(Records from a collection)
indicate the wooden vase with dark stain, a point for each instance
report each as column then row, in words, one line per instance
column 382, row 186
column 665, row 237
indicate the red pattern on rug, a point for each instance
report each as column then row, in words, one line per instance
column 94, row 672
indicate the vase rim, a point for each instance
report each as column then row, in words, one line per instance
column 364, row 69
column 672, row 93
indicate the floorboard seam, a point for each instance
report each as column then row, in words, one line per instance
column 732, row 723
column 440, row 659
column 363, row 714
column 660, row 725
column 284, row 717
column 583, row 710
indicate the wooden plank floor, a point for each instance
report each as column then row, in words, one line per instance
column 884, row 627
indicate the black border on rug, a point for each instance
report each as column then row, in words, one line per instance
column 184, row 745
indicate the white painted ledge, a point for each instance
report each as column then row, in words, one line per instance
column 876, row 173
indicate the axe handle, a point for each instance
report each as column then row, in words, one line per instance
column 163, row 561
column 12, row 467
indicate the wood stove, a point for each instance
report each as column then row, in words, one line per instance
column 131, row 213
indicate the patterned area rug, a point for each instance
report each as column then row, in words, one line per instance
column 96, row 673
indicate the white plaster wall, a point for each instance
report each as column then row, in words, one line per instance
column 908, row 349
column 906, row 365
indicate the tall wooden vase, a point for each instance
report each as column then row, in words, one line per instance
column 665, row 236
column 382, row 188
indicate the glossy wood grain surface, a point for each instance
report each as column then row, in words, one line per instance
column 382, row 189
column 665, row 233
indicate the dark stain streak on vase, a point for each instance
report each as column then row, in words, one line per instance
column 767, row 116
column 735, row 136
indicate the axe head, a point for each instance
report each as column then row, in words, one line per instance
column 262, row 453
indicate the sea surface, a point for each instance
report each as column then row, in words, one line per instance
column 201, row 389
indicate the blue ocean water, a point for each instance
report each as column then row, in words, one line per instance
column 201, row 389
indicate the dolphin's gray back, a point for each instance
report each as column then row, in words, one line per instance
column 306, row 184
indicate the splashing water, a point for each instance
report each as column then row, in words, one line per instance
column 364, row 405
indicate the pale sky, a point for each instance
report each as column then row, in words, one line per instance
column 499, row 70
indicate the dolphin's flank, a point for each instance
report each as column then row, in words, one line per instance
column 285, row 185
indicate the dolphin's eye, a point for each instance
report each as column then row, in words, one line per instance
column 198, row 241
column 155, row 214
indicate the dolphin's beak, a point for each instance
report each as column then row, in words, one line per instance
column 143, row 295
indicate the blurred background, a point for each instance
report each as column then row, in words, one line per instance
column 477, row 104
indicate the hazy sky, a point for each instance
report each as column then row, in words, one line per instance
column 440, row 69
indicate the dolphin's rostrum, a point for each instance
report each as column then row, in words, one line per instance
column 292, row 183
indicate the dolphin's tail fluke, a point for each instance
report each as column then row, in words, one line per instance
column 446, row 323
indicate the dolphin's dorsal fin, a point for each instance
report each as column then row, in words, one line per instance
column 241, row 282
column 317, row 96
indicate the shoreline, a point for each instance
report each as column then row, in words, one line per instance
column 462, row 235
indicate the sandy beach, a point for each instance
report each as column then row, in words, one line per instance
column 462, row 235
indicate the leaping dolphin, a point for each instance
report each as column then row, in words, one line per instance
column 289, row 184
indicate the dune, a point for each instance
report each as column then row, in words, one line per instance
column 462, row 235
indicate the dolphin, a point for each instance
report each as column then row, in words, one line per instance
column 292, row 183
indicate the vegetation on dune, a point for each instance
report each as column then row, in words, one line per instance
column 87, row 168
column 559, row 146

** Goal **
Format the records above as a two-column CSV with the header columns record_text and answer, one row per record. Put each record's text and its answer in a single quoted field, with every line break replaced by a space.

** Written response **
record_text,answer
"indicate the wooden vase with dark stain, a point for each instance report each as column then row, in words, one line per instance","column 382, row 186 column 665, row 237"
"indicate the red pattern on rug, a point for each instance report each as column then row, in words, one line per instance","column 94, row 672"
"indicate the vase rim, a point for each instance report each as column then row, in words, one line per instance","column 364, row 69 column 672, row 93"
"indicate the floorboard seam, a point for each instance report each as column then row, in words, one line per instance","column 732, row 723 column 440, row 659 column 363, row 714 column 660, row 725 column 284, row 717 column 583, row 710"
"indicate the wooden plank floor, a point for each instance report each as column then row, in words, one line per instance","column 884, row 627"
"indicate the black border on rug, a point for each instance report each as column then row, in words, one line per instance","column 184, row 745"
"indicate the white painted ledge, a point for each instance report each as column then row, in words, one line per instance","column 876, row 173"
"indicate the axe handle, a point for each instance report each as column then row, in words, one line per instance","column 163, row 561 column 12, row 467"
"indicate the wood stove, a point for each instance report each as column then row, in words, one line per instance","column 131, row 213"
"indicate the patterned area rug, a point for each instance report each as column then row, in words, one line per instance","column 96, row 673"
"indicate the white plaster wall, a point for each instance report each as column then row, in words, one line per instance","column 908, row 349 column 906, row 365"
"indicate the tall wooden vase, a point for each instance report each as column then row, in words, one line per instance","column 665, row 236 column 382, row 188"
"indicate the glossy wood grain surface, a point for each instance report each as column then row, in words, one line per instance","column 382, row 189 column 665, row 233"
"indicate the dark stain streak on vase, a point for each instance report each as column then row, in words, one line per instance","column 767, row 116 column 735, row 136"
"indicate the axe head, a point for each instance report each as column then row, in words, one line per instance","column 262, row 453"
"indicate the sea surface, a point for each instance report each as column then row, in words, one line per instance","column 201, row 389"
"indicate the blue ocean water, a point for each instance report each as column then row, in words, one line per instance","column 201, row 389"
"indicate the dolphin's gray back, a point for each instance report each as column then row, in words, one line per instance","column 306, row 184"
"indicate the splashing water, a point for each instance report each as column then row, in words, one line per instance","column 364, row 405"
"indicate the pale sky, a point for each instance report each as column then row, in words, one line per instance","column 499, row 70"
"indicate the dolphin's flank, a point for each instance report each as column then row, in words, one line per instance","column 285, row 185"
"indicate the dolphin's eye, a point for each instance report each as column then row, in words, one line per instance","column 198, row 241 column 155, row 214"
"indicate the dolphin's beak, a point for each instance report each as column then row, in words, one line per instance","column 143, row 295"
"indicate the blurred background, a point for each instance report each as column then row, in words, one line per instance","column 477, row 104"
"indicate the hazy sky, a point for each instance report each as column then row, in words, one line per instance","column 440, row 69"
"indicate the dolphin's rostrum, a point for each instance report each as column then row, in words, one line per instance","column 292, row 183"
"indicate the dolphin's tail fluke, a point for each instance report each as column then row, in words, one line per instance","column 446, row 323"
"indicate the dolphin's dorsal fin, a point for each instance report each as column then row, in words, one line per instance","column 241, row 282 column 317, row 96"
"indicate the shoreline, a point for each instance report each as column then row, in words, one line per instance","column 462, row 235"
"indicate the sandy beach, a point for each instance report each as column then row, in words, one line per instance","column 462, row 235"
"indicate the leaping dolphin, a point for each instance report each as column then row, in words, one line per instance","column 289, row 184"
"indicate the dune, a point for each instance report each as column then row, in words, one line per instance","column 462, row 235"
"indicate the dolphin, a point for each instance report each as column then row, in words, one line per instance","column 292, row 183"
"indicate the vegetation on dune, a point for each instance report each as column then row, in words, one line per instance","column 87, row 168 column 559, row 146"